WHAT TO DO:
The word "gray" may appear in lines of the data; say how many such lines there are, with nothing beyond the number.

-------- SUPPLIED DATA --------

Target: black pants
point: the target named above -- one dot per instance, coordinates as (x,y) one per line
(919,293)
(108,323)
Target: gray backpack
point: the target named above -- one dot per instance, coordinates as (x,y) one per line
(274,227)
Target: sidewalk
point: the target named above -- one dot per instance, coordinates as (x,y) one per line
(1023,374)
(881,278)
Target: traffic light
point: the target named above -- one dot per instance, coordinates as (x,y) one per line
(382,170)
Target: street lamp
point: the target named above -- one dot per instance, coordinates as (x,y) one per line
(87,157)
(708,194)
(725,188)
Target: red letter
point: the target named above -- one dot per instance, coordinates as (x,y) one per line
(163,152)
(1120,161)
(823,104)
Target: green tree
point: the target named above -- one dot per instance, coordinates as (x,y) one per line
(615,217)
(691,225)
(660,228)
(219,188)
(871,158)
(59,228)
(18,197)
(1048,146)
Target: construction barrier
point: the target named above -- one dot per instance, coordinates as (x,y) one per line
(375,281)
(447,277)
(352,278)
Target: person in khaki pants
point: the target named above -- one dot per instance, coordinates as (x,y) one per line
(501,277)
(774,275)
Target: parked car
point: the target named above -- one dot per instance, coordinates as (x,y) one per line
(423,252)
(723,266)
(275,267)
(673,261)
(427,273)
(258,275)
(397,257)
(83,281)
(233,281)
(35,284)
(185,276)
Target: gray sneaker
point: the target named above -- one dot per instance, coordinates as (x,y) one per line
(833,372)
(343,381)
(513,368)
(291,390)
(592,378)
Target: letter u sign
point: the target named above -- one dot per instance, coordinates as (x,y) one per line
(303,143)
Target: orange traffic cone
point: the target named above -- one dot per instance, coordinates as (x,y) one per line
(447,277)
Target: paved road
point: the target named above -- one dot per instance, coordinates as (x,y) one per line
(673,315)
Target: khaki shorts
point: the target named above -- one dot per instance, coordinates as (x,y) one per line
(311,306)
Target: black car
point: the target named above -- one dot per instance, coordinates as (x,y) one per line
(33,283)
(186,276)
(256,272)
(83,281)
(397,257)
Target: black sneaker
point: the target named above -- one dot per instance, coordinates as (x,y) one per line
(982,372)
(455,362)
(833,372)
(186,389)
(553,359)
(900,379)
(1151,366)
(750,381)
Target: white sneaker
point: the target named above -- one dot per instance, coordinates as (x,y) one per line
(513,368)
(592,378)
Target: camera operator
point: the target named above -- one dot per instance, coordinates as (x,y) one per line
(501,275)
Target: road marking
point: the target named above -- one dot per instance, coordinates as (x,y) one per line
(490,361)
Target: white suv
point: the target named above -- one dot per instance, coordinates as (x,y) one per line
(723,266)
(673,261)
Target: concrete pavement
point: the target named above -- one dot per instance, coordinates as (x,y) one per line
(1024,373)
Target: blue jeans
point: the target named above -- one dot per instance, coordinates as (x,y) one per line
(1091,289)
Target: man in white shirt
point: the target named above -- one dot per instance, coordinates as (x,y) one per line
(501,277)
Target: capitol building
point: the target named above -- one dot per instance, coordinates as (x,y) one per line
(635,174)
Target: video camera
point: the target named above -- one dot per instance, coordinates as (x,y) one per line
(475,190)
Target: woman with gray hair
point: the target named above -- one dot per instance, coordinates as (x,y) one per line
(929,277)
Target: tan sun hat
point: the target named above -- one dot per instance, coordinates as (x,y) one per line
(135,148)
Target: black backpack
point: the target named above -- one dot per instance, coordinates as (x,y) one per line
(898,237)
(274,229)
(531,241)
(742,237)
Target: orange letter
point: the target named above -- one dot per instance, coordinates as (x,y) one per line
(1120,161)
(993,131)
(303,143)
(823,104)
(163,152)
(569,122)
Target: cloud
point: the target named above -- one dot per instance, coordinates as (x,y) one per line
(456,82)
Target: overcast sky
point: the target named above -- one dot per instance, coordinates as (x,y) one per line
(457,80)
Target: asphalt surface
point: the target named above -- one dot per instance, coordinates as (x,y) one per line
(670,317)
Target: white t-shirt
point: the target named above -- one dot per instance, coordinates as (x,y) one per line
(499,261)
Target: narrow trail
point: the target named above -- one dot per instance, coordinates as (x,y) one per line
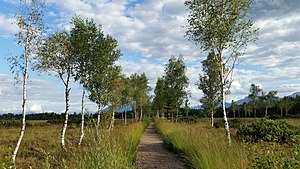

--------

PROBLEM SOLUTION:
3